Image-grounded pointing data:

++++++++

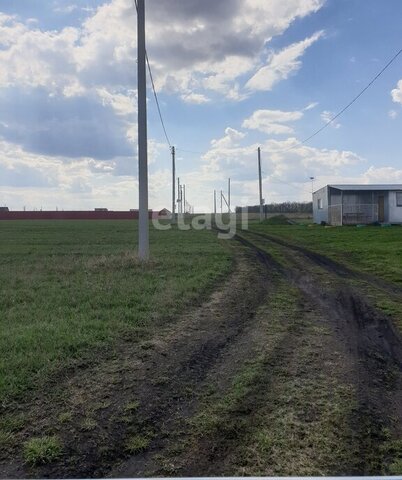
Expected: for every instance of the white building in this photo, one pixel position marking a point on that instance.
(358, 204)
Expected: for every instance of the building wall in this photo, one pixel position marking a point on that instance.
(395, 213)
(320, 215)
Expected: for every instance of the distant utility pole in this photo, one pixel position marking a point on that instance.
(143, 227)
(312, 184)
(173, 185)
(229, 195)
(260, 185)
(178, 196)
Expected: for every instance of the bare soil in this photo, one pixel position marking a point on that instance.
(161, 389)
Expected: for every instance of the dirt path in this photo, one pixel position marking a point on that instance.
(145, 388)
(287, 369)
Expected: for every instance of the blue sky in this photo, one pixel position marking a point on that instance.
(231, 76)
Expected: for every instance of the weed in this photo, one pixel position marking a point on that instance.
(132, 406)
(89, 424)
(65, 417)
(42, 450)
(137, 443)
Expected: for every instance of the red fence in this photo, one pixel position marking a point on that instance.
(71, 215)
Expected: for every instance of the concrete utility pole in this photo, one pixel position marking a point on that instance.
(143, 227)
(312, 184)
(173, 185)
(178, 196)
(260, 185)
(229, 195)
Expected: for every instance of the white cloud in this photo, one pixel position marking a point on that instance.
(281, 64)
(392, 114)
(204, 46)
(122, 104)
(272, 121)
(327, 116)
(396, 93)
(310, 106)
(196, 98)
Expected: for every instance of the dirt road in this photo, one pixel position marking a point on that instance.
(287, 369)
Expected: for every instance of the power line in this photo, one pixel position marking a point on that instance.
(154, 90)
(349, 104)
(190, 151)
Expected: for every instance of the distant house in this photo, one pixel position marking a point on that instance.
(358, 204)
(164, 213)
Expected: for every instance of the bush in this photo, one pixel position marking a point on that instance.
(42, 450)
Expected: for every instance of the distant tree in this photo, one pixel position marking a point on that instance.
(284, 207)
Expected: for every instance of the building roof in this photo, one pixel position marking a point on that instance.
(368, 187)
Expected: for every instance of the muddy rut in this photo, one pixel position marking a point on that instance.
(153, 389)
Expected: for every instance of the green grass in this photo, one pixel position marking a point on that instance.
(42, 450)
(372, 249)
(137, 444)
(68, 288)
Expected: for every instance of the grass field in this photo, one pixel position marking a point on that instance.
(68, 288)
(374, 250)
(286, 366)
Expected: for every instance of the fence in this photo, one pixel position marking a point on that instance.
(352, 214)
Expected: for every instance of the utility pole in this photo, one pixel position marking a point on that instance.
(260, 185)
(229, 195)
(178, 196)
(312, 184)
(173, 185)
(143, 226)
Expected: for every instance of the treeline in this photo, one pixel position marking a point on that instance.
(284, 207)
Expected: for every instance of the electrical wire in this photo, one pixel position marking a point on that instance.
(302, 142)
(154, 90)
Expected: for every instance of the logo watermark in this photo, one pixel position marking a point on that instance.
(226, 224)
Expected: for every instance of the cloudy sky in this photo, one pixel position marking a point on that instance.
(231, 75)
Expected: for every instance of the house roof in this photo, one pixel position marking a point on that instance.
(368, 187)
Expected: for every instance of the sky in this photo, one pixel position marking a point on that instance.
(231, 76)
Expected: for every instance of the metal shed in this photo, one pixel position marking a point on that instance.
(358, 204)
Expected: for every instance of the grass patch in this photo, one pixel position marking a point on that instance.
(288, 411)
(71, 287)
(374, 250)
(132, 406)
(137, 443)
(42, 450)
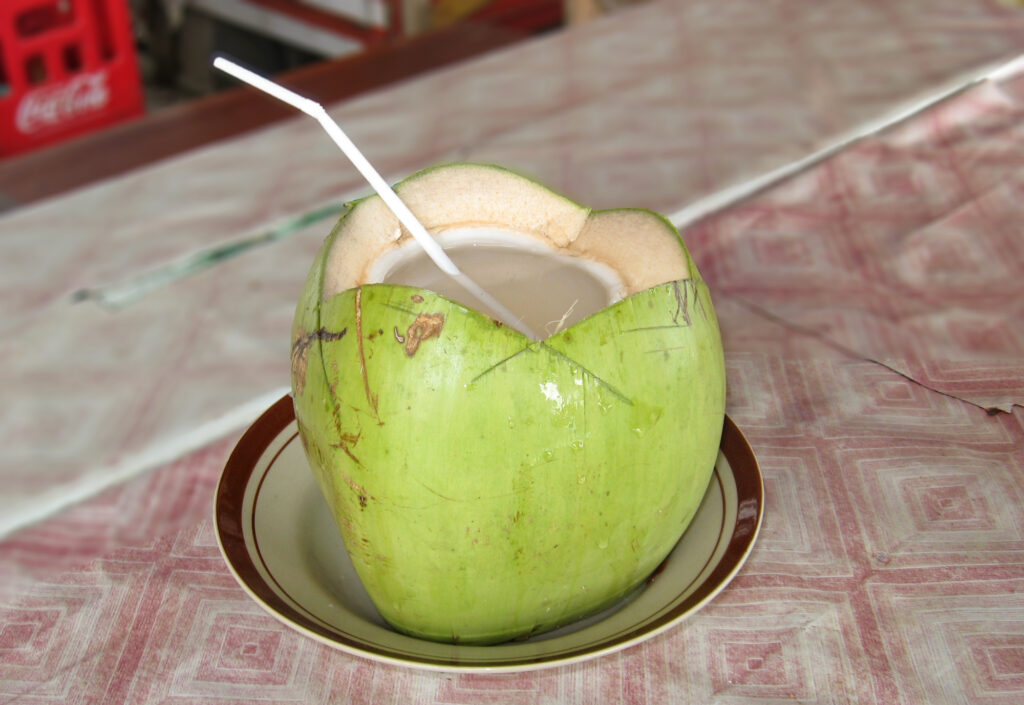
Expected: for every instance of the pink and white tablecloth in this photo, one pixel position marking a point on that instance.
(872, 309)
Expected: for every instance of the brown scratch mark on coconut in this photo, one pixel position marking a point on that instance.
(698, 300)
(425, 326)
(345, 442)
(300, 351)
(682, 304)
(371, 397)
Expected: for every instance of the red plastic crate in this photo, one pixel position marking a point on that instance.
(67, 68)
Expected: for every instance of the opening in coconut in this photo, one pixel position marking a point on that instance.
(549, 260)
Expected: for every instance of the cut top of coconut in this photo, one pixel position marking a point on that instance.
(525, 245)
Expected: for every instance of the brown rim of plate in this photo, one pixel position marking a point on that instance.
(254, 443)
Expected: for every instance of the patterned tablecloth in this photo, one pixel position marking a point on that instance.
(872, 312)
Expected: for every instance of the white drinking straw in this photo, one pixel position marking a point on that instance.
(419, 233)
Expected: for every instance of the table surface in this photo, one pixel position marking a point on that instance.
(867, 283)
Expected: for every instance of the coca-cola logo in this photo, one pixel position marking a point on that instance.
(52, 106)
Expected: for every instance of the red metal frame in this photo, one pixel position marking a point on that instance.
(68, 68)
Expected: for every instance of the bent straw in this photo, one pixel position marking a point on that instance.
(391, 200)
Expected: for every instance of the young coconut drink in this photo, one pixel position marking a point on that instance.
(489, 486)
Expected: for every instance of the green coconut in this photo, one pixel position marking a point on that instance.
(489, 486)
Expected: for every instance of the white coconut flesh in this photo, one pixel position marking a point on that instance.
(545, 289)
(549, 260)
(489, 487)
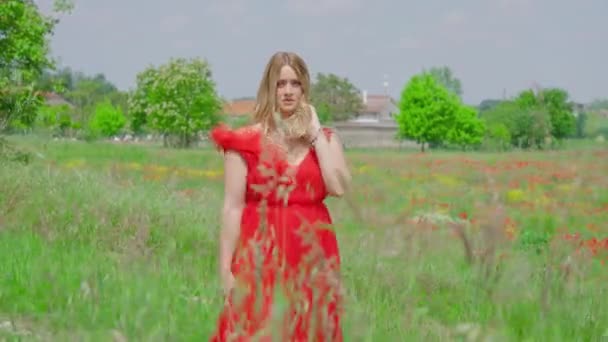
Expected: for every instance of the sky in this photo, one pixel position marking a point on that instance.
(495, 47)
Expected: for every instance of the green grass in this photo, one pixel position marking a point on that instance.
(102, 241)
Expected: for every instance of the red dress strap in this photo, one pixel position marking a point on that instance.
(328, 132)
(244, 139)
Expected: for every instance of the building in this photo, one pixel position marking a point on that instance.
(239, 107)
(377, 109)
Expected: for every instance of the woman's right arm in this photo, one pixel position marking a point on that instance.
(235, 174)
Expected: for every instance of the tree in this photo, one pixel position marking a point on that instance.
(177, 98)
(527, 125)
(24, 47)
(107, 120)
(430, 114)
(338, 98)
(445, 77)
(468, 130)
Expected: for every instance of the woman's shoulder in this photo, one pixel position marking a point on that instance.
(241, 139)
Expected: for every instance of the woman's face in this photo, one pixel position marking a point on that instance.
(289, 91)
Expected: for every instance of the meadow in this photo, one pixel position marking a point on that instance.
(101, 241)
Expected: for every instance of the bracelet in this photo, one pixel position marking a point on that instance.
(312, 142)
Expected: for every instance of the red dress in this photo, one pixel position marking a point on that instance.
(287, 261)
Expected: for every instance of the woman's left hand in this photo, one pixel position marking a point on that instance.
(315, 124)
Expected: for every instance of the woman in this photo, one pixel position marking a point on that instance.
(279, 258)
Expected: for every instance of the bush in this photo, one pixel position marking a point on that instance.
(107, 120)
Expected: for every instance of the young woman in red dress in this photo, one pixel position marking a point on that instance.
(279, 259)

++++++++

What you are asked to do:
Apart from the pictures, every line above must be printed exactly.

Finished exercise:
Expected: for every instance of the white building in this photo, one pixel position marking a point on that instance.
(358, 204)
Expected: for every instance of the building wall in this photo, one pixel position marking a point on that instance.
(395, 213)
(320, 215)
Expected: for every instance of the distant utility pole in this photo, one pixel position marking a point on that instance.
(143, 227)
(312, 184)
(173, 185)
(229, 195)
(260, 185)
(178, 196)
Expected: for every instance of the bare soil in this photo, one pixel position marking a point on that instance.
(161, 389)
Expected: for every instance of the dirt path in this photo, one pixel position marking a point on that instance.
(145, 388)
(287, 369)
Expected: for every instance of the blue sky in this photo, one pixel position marking a point on that instance.
(231, 76)
Expected: for every instance of the weed in this photo, one pixel position marking a point on that instance.
(132, 406)
(89, 424)
(65, 417)
(42, 450)
(137, 443)
Expected: for every instance of the red fence in this photo, one pixel position marking a point on that instance.
(71, 215)
Expected: for every instance of the concrete utility pole in this photo, one pixel position marking a point on that instance.
(143, 227)
(312, 184)
(173, 185)
(178, 196)
(260, 185)
(229, 195)
Expected: for every instance of the white cloud in this photo, one pixel position marking a point on that instance.
(281, 64)
(392, 114)
(204, 46)
(122, 104)
(272, 121)
(327, 116)
(396, 93)
(310, 106)
(196, 98)
Expected: for every instance of the dirt road in this photo, one pixel position marking a point on that instance.
(287, 369)
Expected: for every instance of the power line in this photo, one pixel position marking a point on that instance.
(154, 90)
(349, 104)
(190, 151)
Expected: for every instance of the distant house in this photo, one pixel position marking a point on that instance.
(358, 204)
(164, 213)
Expected: for every instance of the bush in this photo, one pixel position marking a point on that instance.
(42, 450)
Expected: for every instance of the distant tree in this photo, one pixel position marking a point on that instance.
(284, 207)
Expected: for every instance of the building roof in this photo, one pixel position marking a point on that instance.
(368, 187)
Expected: for every instance of the muddy rut in this photo, one pixel position marking a point on that instance.
(153, 389)
Expected: for every instance of the green grass in this photo, one pixel position marking a point on that instance.
(42, 450)
(372, 249)
(137, 444)
(68, 288)
Expected: for every instance of the grass field in this photo, one pixel position marking a point on that instance.
(68, 288)
(374, 250)
(286, 366)
Expected: for every instance of the fence in this photo, one pixel position marking a point on that instance.
(352, 214)
Expected: for every instance of the utility pole in this photo, one pixel position marking a point on that instance.
(260, 185)
(229, 195)
(178, 196)
(312, 184)
(173, 185)
(143, 226)
Expected: for every instance of the treeline in this photo, one pixel position marking a point on that instance.
(284, 207)
Expected: for every instance of the electrical wire in this photo, one pixel position marking a point on that instance.
(302, 142)
(154, 90)
Expected: for every instance of the logo watermark in this photo, one pixel position marking a point on that instance.
(226, 224)
Expected: for every instance of the cloudy sky in this photo, one pixel position marking a point on that instance.
(231, 75)
Expected: for every instance of the house roof in this photo, one pixel position marking a point on that instance.
(368, 187)
Expected: for every instance of the sky in this photo, one pixel position marking a point on that instance.
(231, 76)
Expected: for every instance of the metal shed in this photo, one pixel position marking a point on that instance.
(358, 204)
Expected: for every instance of the grass patch in this photo, one pixel position marking a point on that instance.
(288, 411)
(71, 287)
(374, 250)
(132, 406)
(137, 443)
(42, 450)
Expected: for every instance of the pink and white tablecloth in this photo, one pixel position marking a point on that instance.
(872, 309)
Expected: for every instance of the brown scratch mark on coconut in this photo, one pixel position marking a point on that instance.
(698, 300)
(425, 326)
(345, 442)
(300, 351)
(682, 304)
(371, 397)
Expected: for every instance of the red plastic crate in this photo, one pixel position marking a point on that instance.
(67, 68)
Expected: for every instance of the opening in coconut in this photo, one pixel position marking a point on that instance.
(549, 260)
Expected: for every instance of the cut top of coconut in this photo, one pixel position marking a point on that instance.
(525, 245)
Expected: for every instance of the brown rim of plate in this photo, one pixel position marking a point on that instance.
(254, 443)
Expected: for every instance of the patterned tablecloth in this photo, one pixel position marking a point on that instance.
(872, 312)
Expected: for every instance of the white drinking straw in this photo, one pixel position marking a point on that instance.
(419, 233)
Expected: for every instance of the table surface in this photo, one pixel position marking a point on that instance.
(867, 283)
Expected: for every instance of the coca-cola logo in this photo, one pixel position marking a point on that instance.
(52, 106)
Expected: for every instance of the red metal frame in this photo, one pixel position marking a point on that instance.
(68, 68)
Expected: for every instance of the bent straw in this photo, one pixel position marking a point on that instance.
(391, 200)
Expected: for every instance of the young coconut drink in this photo, one pixel position marking a point on that instance.
(489, 486)
Expected: for every instance of the green coconut in this photo, one pixel position marking a point on that instance.
(489, 486)
Expected: for every instance of the white coconut flesh in this photo, one pixel position marking a point on that instance.
(545, 289)
(549, 260)
(489, 487)
Expected: for every instance of the sky in this photo, one pixel position marking a point on that instance.
(495, 47)
Expected: for every instance of the green grass in this photo, one pixel position marking a point on that instance.
(102, 241)
Expected: for every instance of the red dress strap in this photo, one pixel position marking a point on that instance.
(328, 132)
(244, 139)
Expected: for every instance of the building in this photo, one pixel position marking a point on that instance.
(239, 107)
(377, 109)
Expected: for every instance of the woman's right arm in this photo, one pixel position marking a point on that instance.
(235, 174)
Expected: for every instance of the tree in this photo, one pixel position marking a point on that instance.
(177, 98)
(527, 125)
(24, 47)
(107, 120)
(430, 114)
(338, 98)
(445, 77)
(468, 130)
Expected: for every instance of the woman's shoulder in this photo, one pixel position marking a point on that instance.
(241, 139)
Expected: for every instance of the woman's face in this photo, one pixel position marking a point on that instance.
(289, 91)
Expected: for every instance of the meadow in this photo, one pixel position marking a point on that instance.
(101, 241)
Expected: for every instance of the bracelet in this photo, one pixel position marking a point on that instance.
(312, 142)
Expected: for every instance of the red dress in this photo, one pixel position marking a point on that instance.
(287, 261)
Expected: for every instance of the woman's left hand in this photo, one pixel position marking a point on that instance.
(315, 124)
Expected: for every instance of the woman in this photo, one pixel position marking a point on that instance.
(279, 258)
Expected: for every instance of the bush in this photo, one pixel position marking a point on that instance.
(107, 120)
Expected: for every instance of the young woman in red dress in this photo, one pixel position marking a point on that instance.
(279, 259)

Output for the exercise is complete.